• **TEXTE À LIRE**
##########
Plus une seule grande compagnie étrangère ne dessert Caracas. Trump parle de ciel « entièrement fermé », des porte-avions croisent au large et Maduro crie au coup d’État. Mais qui vole encore vraiment au-dessus du Venezuela ? La réponse risque de vous surprendre…

Imaginez-vous à l’aéroport de Caracas, prêt à décoller pour l’Europe ou l’Amérique latine… et découvrir que plus aucun vol international n’existe. Plus d’Iberia, plus de TAP, plus d’Avianca ni de Latam. Même les petites compagnies régionales jettent l’éponge. En quelques semaines, le Venezuela s’est retrouvé pratiquement coupé du ciel. Une situation qui dépasse largement la simple annulation de vols : c’est tout un pays qui se retrouve isolé comme jamais.

Un ciel qui se vide à toute vitesse

Jeudi dernier, Boliviana de Aviacion et la colombienne Satena ont annulé leurs liaisons avec Caracas. Copa Airlines, l’une des dernières grandes survivantes, a prolongé sa suspension jusqu’au 12 décembre. Avant elles, Iberia, Air Europa, Turkish Airlines, Plus Ultra et bien d’autres avaient déjà plié bagage. Résultat : l’aéroport international Simon-Bolivar de Maiquetia ressemble à un fantôme.

Sur les écrans des départs, on ne trouve plus que quatre destinations : Curaçao, La Havane et parfois Bogota, assurées exclusivement par des compagnies vénézuéliennes. En regardant Flightradar en direct, le contraste est saisissant : des dizaines d’avions au-dessus de la Colombie, du Panama ou du Brésil… et presque rien au-dessus du Venezuela.

Pourquoi tout le monde fuit

Officiellement, les compagnies invoquent la sécurité. Un mot qui cache plusieurs réalités. D’abord l’alerte de la FAA américaine, qui a demandé aux pilotes de faire « preuve d’une extrême prudence » dans l’espace aérien vénézuélien et autour. Ensuite, le message très direct de Donald Trump sur son réseau social : « L’espace aérien au-dessus et autour du Venezuela est entièrement fermé ». Même si juridiquement ce n’est pas une interdiction formelle, l’effet est le même.

Quand le président des États-Unis dit cela et que le plus grand porte-avions du monde, l’USS Gerald R. Ford, croise à quelques centaines de kilomètres avec toute une flotte de guerre, les assureurs, les leasing companies et les syndicats de pilotes ne rigolent plus. Personne ne veut être celui dont l’avion finit en incident diplomatique… ou pire.

« Ce n’est pas une interdiction légale, mais dans la pratique c’est fermé », résume Oscar Palma, expert en sécurité à l’Université del Rosario de Bogota. « Abattre un avion civil ? Avec Trump, on ne sait jamais… »

Le FIR de Maiquetia, cette immense zone à risque

Techniquement, la zone contrôlée par Caracas – le FIR Maiquetia – couvre 1,2 million de kilomètres carrés. C’est énorme. Et une grande partie est maritime, juste à côté de la zone où les navires américains patrouillent depuis août, officiellement pour lutter contre le narcotrafic.
##########
(Entrées d'annotation par coordonnées)
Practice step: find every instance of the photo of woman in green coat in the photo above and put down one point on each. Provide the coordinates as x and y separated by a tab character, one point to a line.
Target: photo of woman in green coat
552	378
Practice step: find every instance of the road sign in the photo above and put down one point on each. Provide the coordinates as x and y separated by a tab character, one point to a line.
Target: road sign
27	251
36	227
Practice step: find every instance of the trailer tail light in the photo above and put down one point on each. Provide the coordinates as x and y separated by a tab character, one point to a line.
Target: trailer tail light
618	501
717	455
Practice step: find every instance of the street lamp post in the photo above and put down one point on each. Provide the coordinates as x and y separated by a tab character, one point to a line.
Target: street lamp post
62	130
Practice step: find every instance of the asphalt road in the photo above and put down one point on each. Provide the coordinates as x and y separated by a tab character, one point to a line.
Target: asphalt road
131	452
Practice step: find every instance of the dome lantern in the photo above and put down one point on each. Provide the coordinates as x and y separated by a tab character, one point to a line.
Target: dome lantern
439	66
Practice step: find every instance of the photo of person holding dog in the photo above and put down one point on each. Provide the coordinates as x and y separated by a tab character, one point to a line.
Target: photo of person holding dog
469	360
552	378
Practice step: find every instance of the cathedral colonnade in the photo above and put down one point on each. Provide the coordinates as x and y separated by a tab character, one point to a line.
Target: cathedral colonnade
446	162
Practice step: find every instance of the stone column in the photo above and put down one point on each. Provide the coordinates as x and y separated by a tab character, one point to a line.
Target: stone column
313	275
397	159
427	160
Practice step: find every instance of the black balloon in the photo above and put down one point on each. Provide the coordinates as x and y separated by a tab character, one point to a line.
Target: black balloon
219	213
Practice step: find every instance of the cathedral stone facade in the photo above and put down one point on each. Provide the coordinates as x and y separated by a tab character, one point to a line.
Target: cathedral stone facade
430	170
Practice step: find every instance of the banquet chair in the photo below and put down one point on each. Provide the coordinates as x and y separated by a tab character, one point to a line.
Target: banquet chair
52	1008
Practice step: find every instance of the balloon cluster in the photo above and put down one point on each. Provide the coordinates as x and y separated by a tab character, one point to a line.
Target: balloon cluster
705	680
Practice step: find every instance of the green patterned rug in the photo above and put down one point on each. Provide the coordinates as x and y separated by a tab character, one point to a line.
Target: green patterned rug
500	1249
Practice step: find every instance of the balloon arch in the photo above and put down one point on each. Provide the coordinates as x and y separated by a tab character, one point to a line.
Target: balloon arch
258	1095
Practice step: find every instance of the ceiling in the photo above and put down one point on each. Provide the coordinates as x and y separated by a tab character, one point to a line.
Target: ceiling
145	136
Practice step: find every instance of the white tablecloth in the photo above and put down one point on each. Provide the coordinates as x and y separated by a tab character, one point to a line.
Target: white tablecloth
##########
• **OBJECTIF 1**
Recopiez le passage de l'article sur l'espace aérien vénézuélien, de « Imaginez-vous à l’aéroport » à « isolé comme jamais. ».
• **OBJECTIF 2**
Ces affirmations sont-elles conformes à l'article sur l'espace aérien vénézuélien ? Répondez par oui ou non et citez les mots qui le montrent. (a) Copa Airlines a prolongé sa suspension jusqu'au 12 décembre. (b) Le FIR de Maiquetia couvre 12 millions de kilomètres carrés. (c) Sur le plan juridique, le message de Donald Trump constitue une interdiction formelle.

• **RÉPONSE ATTENDUE 1**
Imaginez-vous à l’aéroport de Caracas, prêt à décoller pour l’Europe ou l’Amérique latine… et découvrir que plus aucun vol international n’existe. Plus d’Iberia, plus de TAP, plus d’Avianca ni de Latam. Même les petites compagnies régionales jettent l’éponge. En quelques semaines, le Venezuela s’est retrouvé pratiquement coupé du ciel. Une situation qui dépasse largement la simple annulation de vols : c’est tout un pays qui se retrouve isolé comme jamais.

• **RÉPONSE ATTENDUE 2**
(a) Oui : « Copa Airlines, l’une des dernières grandes survivantes, a prolongé sa suspension jusqu’au 12 décembre. »
(b) Non : « le FIR Maiquetia – couvre 1,2 million de kilomètres carrés. »
(c) Non : « Même si juridiquement ce n’est pas une interdiction formelle, l’effet est le même. »